National Support for Peaks Attorney Facing “Outrageous” Attacks

Posted July 26th, 2012 by
categories: On The San Francisco Peaks

Note: This article has been translated into French, here.

When attorney Howard Shanker first filed a case against the Forest Service in 2010, he could not have known that it would turn out this way. Not only were the merits of the case virtually ignored throughout judicial proceedings, but an appointed three-judge panel of the Ninth Circuit is also holding Mr. Shanker personally financially responsible for reimbursing Snowbowl for some of its expenditures in the case.

“The situation is unbelievable,” said Mr. Shanker of the sanctions against him. There is nothing in the record to support any of the allegations against me. The panel and Snowbowl’s lawyers have accused me of all sorts of unprofessional behavior. It’s outrageous. If the judges didn’t have immunity, I’d sue them for slander or libel.”

On the day Mr. Shanker filed his response to Snowbowl’s presumptive demand that the court order him to pay over $32,000, he explained how it all came to this.

In 2005, upon hearing the Coconino National Forest approved snowmaking with reclaimed water at the Arizona Snowbowl, several tribes and environmental groups sought pro bono legal support from Mr. Shanker. They filed suit against the US Forest Service on the grounds that using reclaimed wastewater violates religious freedoms. “The lower court ruled against us on everything, said Mr. Shanker. “So we appealed it.”

The following year, a three-judge panel of the Ninth Circuit Court of Appeals ruled with Mr. Shanker and the tribes, affirming that Arizona Snowbowl could not use reclaimed wastewater to make snow artificially. “We won on both the religious and cultural issues and then we also won on this one NEPA (National Environmental Policy Act) issue, that the Forest Service didn’t adequately consider the issue of human ingestion of reclaimed sewer water in their Environmental Impact Statement.”

## PROMPT
Copy out the whole article on the Peaks attorney, word for word.

Object pointing dataset rows:
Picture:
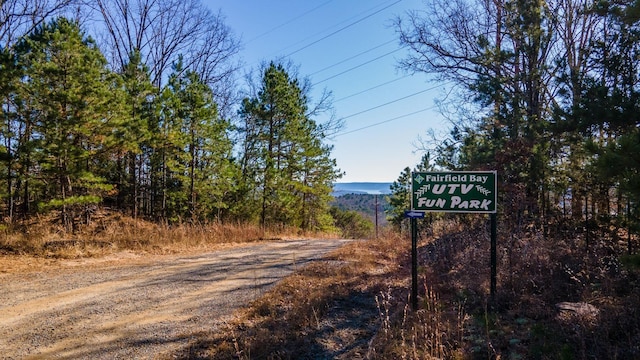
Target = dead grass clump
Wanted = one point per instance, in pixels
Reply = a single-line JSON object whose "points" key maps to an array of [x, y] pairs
{"points": [[326, 310], [110, 232]]}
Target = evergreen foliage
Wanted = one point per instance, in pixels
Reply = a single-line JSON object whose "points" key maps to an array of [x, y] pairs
{"points": [[76, 135]]}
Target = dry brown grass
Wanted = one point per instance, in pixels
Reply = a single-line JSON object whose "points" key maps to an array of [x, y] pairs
{"points": [[109, 233], [354, 304]]}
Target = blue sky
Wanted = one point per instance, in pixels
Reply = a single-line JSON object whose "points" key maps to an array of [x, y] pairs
{"points": [[350, 48]]}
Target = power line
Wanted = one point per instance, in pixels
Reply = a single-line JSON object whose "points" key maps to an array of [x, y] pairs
{"points": [[388, 103], [288, 21], [342, 29], [357, 66], [371, 88], [352, 57], [384, 122]]}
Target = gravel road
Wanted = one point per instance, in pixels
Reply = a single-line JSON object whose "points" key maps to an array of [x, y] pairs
{"points": [[142, 308]]}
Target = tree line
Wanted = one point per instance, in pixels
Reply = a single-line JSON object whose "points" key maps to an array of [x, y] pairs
{"points": [[148, 128], [545, 92]]}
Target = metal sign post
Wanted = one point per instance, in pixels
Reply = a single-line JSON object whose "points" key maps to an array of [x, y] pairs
{"points": [[456, 192]]}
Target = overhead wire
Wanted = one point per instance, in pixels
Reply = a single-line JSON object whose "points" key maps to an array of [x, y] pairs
{"points": [[297, 17], [385, 104], [357, 66], [369, 89], [343, 28], [351, 57], [384, 122]]}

## WRITTEN SOLUTION
National Support for Peaks Attorney Facing “Outrageous” Attacks

Posted July 26th, 2012 by
categories: On The San Francisco Peaks

Note: This article has been translated into French, here.

When attorney Howard Shanker first filed a case against the Forest Service in 2010, he could not have known that it would turn out this way. Not only were the merits of the case virtually ignored throughout judicial proceedings, but an appointed three-judge panel of the Ninth Circuit is also holding Mr. Shanker personally financially responsible for reimbursing Snowbowl for some of its expenditures in the case.

“The situation is unbelievable,” said Mr. Shanker of the sanctions against him. There is nothing in the record to support any of the allegations against me. The panel and Snowbowl’s lawyers have accused me of all sorts of unprofessional behavior. It’s outrageous. If the judges didn’t have immunity, I’d sue them for slander or libel.”

On the day Mr. Shanker filed his response to Snowbowl’s presumptive demand that the court order him to pay over $32,000, he explained how it all came to this.

In 2005, upon hearing the Coconino National Forest approved snowmaking with reclaimed water at the Arizona Snowbowl, several tribes and environmental groups sought pro bono legal support from Mr. Shanker. They filed suit against the US Forest Service on the grounds that using reclaimed wastewater violates religious freedoms. “The lower court ruled against us on everything, said Mr. Shanker. “So we appealed it.”

The following year, a three-judge panel of the Ninth Circuit Court of Appeals ruled with Mr. Shanker and the tribes, affirming that Arizona Snowbowl could not use reclaimed wastewater to make snow artificially. “We won on both the religious and cultural issues and then we also won on this one NEPA (National Environmental Policy Act) issue, that the Forest Service didn’t adequately consider the issue of human ingestion of reclaimed sewer water in their Environmental Impact Statement.”